* Start Exercise inputs *
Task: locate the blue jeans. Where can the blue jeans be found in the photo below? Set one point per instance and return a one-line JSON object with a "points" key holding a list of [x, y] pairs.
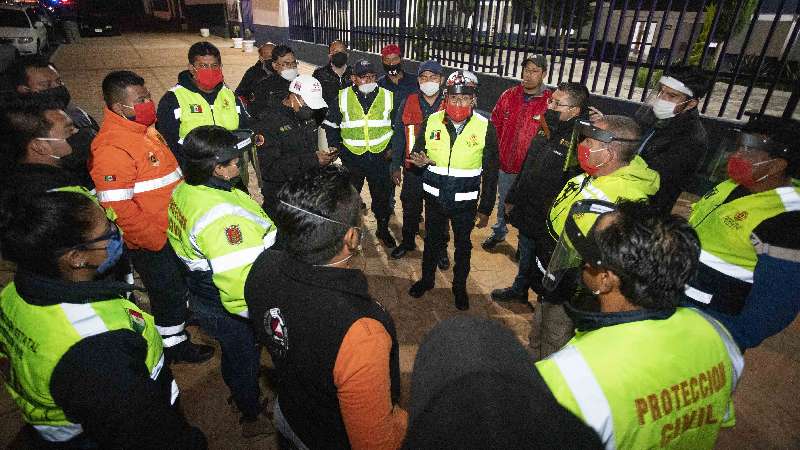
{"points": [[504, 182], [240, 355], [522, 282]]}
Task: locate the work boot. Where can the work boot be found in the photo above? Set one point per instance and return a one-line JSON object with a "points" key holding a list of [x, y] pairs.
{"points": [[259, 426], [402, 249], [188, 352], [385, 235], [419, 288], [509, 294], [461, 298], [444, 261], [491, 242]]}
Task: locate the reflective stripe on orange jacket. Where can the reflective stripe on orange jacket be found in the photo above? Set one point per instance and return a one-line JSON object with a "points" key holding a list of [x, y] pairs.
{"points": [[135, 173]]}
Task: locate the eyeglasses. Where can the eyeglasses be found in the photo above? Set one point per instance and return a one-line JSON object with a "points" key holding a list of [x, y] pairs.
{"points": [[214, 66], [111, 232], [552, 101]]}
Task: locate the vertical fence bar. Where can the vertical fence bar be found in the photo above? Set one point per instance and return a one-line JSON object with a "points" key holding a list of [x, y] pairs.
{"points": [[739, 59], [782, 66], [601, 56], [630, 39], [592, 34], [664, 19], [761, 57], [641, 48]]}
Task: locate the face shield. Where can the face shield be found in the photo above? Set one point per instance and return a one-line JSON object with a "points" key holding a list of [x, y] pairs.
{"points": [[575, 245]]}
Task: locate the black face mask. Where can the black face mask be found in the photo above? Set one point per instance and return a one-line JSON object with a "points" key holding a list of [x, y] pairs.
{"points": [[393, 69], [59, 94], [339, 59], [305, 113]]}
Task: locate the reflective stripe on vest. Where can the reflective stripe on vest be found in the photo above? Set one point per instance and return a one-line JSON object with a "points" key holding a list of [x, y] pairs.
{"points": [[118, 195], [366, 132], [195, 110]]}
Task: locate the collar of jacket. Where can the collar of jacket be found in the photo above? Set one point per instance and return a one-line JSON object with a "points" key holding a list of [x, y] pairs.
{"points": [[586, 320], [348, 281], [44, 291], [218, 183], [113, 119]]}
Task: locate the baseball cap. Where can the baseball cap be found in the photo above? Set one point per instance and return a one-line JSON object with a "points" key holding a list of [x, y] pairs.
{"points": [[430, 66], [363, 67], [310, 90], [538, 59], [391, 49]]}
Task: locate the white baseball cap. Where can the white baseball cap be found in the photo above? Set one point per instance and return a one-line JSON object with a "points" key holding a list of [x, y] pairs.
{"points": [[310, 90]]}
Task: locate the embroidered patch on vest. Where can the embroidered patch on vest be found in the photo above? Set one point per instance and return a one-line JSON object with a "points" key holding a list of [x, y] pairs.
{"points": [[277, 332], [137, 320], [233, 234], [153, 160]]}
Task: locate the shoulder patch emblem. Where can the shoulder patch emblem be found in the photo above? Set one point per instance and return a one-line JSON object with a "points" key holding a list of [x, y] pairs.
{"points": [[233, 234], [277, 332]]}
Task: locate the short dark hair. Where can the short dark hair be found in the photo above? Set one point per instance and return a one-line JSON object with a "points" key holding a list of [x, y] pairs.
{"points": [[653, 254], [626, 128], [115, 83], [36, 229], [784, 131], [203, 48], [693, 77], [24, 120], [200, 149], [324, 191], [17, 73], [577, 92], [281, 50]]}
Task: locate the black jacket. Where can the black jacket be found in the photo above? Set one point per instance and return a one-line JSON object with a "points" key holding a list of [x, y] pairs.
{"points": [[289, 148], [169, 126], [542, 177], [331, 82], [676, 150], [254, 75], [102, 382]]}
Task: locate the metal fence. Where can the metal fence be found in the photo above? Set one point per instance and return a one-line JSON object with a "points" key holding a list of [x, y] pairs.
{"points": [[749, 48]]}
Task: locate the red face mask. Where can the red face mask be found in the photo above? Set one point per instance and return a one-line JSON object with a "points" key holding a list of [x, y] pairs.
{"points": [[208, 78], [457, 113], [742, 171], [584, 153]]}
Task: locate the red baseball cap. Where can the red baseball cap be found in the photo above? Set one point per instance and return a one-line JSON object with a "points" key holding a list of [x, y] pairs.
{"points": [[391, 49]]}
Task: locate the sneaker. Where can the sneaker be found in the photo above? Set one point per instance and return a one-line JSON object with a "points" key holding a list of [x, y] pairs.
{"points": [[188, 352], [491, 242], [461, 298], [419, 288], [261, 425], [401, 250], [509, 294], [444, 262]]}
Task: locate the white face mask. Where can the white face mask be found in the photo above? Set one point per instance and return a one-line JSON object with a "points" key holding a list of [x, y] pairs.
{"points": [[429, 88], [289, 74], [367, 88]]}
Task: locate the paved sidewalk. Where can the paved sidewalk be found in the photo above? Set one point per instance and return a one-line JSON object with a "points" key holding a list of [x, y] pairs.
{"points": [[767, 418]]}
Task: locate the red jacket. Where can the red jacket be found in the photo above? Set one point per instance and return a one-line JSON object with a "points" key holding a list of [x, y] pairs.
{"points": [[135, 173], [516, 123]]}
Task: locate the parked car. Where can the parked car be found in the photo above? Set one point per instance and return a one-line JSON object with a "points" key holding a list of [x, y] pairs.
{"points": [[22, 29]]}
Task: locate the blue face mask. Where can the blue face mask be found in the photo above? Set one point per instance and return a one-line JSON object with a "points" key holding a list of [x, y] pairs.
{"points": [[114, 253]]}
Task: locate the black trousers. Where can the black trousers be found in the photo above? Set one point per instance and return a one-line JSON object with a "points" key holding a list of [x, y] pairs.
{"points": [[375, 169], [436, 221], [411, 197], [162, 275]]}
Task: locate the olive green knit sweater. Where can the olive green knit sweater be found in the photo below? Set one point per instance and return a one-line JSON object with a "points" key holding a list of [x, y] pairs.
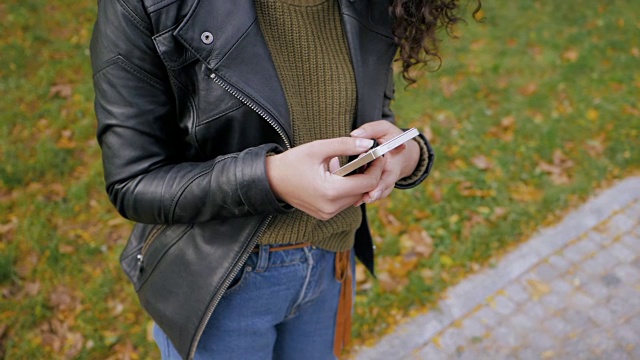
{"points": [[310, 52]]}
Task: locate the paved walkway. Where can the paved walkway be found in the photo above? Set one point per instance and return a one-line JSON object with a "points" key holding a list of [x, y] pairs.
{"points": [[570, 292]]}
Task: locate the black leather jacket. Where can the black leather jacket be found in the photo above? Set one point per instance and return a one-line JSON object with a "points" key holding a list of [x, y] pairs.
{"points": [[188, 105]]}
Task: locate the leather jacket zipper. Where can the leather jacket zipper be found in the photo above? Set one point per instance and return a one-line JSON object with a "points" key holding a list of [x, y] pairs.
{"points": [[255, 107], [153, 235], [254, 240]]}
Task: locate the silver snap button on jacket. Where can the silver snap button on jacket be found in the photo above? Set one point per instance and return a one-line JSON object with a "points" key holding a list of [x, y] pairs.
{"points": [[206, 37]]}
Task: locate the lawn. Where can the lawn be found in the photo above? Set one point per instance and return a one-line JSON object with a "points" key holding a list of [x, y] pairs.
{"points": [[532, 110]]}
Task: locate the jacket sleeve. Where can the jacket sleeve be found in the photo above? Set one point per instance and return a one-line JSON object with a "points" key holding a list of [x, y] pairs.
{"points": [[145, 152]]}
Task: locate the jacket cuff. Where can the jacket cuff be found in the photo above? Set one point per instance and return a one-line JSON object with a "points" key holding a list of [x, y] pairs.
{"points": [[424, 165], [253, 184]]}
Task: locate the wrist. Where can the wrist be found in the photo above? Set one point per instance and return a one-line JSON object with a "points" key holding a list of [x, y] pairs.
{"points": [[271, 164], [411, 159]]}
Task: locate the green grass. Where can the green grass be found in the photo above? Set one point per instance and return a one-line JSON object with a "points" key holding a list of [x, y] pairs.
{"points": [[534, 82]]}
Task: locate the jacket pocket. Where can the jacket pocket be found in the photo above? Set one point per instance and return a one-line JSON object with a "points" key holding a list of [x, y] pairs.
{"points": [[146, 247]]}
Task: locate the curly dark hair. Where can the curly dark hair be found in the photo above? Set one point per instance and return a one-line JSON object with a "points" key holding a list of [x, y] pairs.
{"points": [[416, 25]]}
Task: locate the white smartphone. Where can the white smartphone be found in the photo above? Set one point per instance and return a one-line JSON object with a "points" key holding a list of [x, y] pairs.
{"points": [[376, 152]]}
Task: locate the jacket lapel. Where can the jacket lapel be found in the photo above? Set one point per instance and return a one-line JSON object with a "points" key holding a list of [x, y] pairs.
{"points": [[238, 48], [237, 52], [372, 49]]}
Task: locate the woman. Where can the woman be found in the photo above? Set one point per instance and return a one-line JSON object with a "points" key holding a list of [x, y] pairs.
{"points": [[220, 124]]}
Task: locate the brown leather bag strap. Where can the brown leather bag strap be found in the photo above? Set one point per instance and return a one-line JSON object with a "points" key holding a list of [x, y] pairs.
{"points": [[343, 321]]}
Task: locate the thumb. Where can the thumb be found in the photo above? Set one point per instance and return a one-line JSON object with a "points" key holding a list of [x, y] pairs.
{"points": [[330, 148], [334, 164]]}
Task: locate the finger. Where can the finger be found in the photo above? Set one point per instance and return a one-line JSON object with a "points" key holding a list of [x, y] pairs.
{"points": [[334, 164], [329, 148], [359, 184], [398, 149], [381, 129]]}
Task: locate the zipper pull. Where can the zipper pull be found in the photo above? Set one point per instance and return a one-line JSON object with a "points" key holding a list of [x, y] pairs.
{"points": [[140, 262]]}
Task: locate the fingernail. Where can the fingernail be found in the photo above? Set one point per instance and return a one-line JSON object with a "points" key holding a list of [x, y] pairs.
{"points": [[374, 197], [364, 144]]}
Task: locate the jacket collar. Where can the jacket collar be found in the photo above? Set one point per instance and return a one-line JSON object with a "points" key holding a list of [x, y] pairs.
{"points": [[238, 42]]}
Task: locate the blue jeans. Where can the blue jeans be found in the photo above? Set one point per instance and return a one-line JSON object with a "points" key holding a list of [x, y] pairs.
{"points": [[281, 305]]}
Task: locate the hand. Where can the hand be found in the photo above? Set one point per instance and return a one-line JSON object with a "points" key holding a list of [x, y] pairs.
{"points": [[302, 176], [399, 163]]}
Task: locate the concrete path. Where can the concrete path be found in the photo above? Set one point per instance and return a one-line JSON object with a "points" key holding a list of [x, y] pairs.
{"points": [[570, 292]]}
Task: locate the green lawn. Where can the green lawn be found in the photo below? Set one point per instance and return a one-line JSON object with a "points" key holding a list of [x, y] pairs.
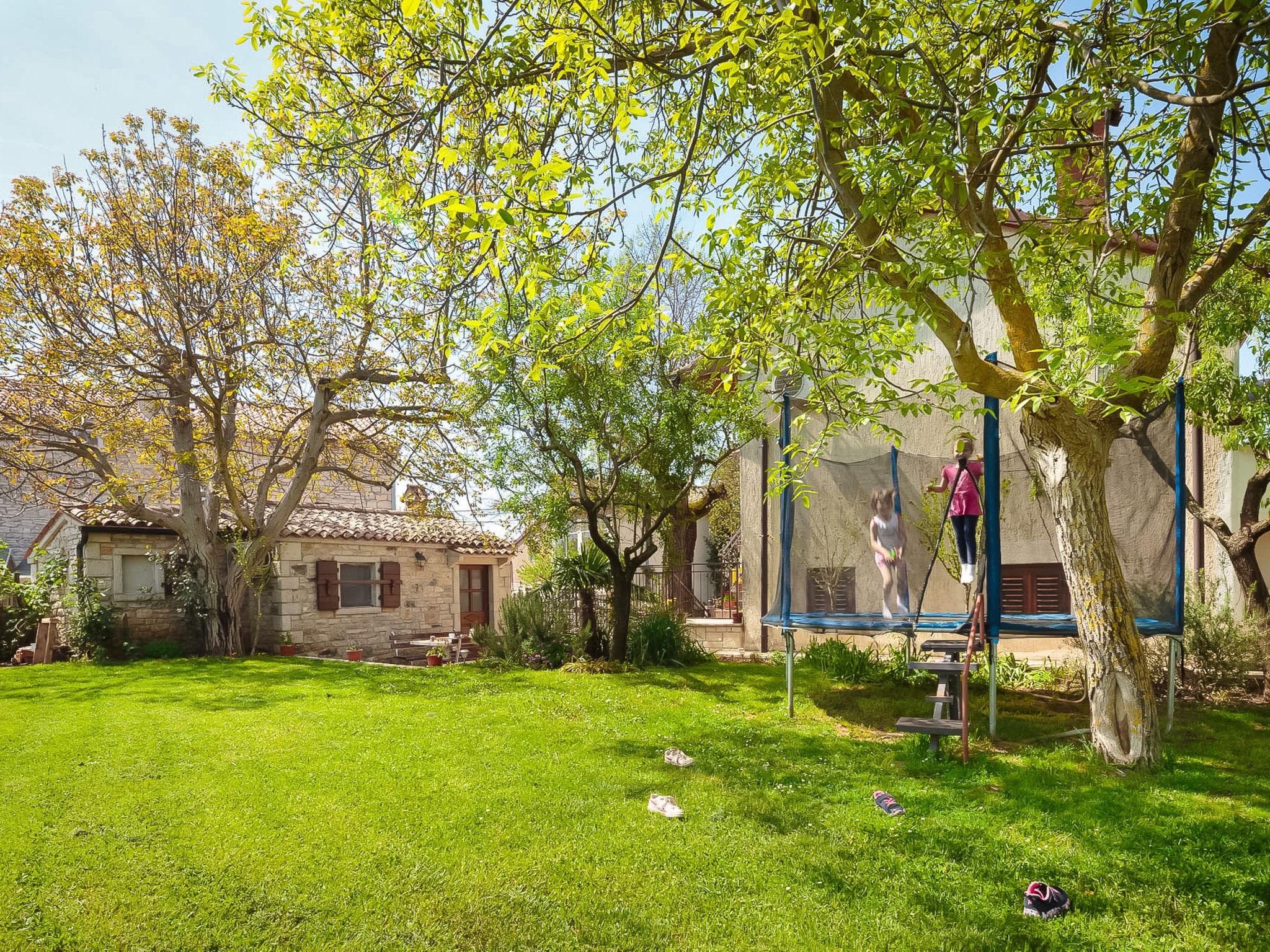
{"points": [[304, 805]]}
* End Exercise inputs *
● **What you should do**
Retype, without any picture, exactly the lines from the one with "Task: locate the jacket collar." through the end of the entries, inclusive.

● **Exercise response**
Task: locate the jacket collar. Where can the jacket collar be found in the photo above? Set one point per instance and return a one-line JSON object with a "points" key holding a list of [x, y] pairs.
{"points": [[238, 42]]}
Task: locate the blue jeans. Where can the blue jeans be found in the photo above? Set one point per instance and return a one-line JSON object with a "points" key holding a list of [x, y] pairs.
{"points": [[281, 305]]}
Task: locate the hand. Where can the hand be found in the photo above? Set one point per instance and return a one-line JSON object with a "points" key holding a list of [x, y] pairs.
{"points": [[302, 176], [399, 163]]}
Task: locate the concrete path. Where can the concrete path be found in the photo above? Set one point per instance and return a one-line JSON object with a "points" key holding a list of [x, y] pairs.
{"points": [[570, 292]]}
Task: locate the green lawn. Where can the green lawn be found in the photo below? Set one point per instance and return a one-line JSON object with a "points" key holding a list of [x, y] pairs.
{"points": [[304, 805]]}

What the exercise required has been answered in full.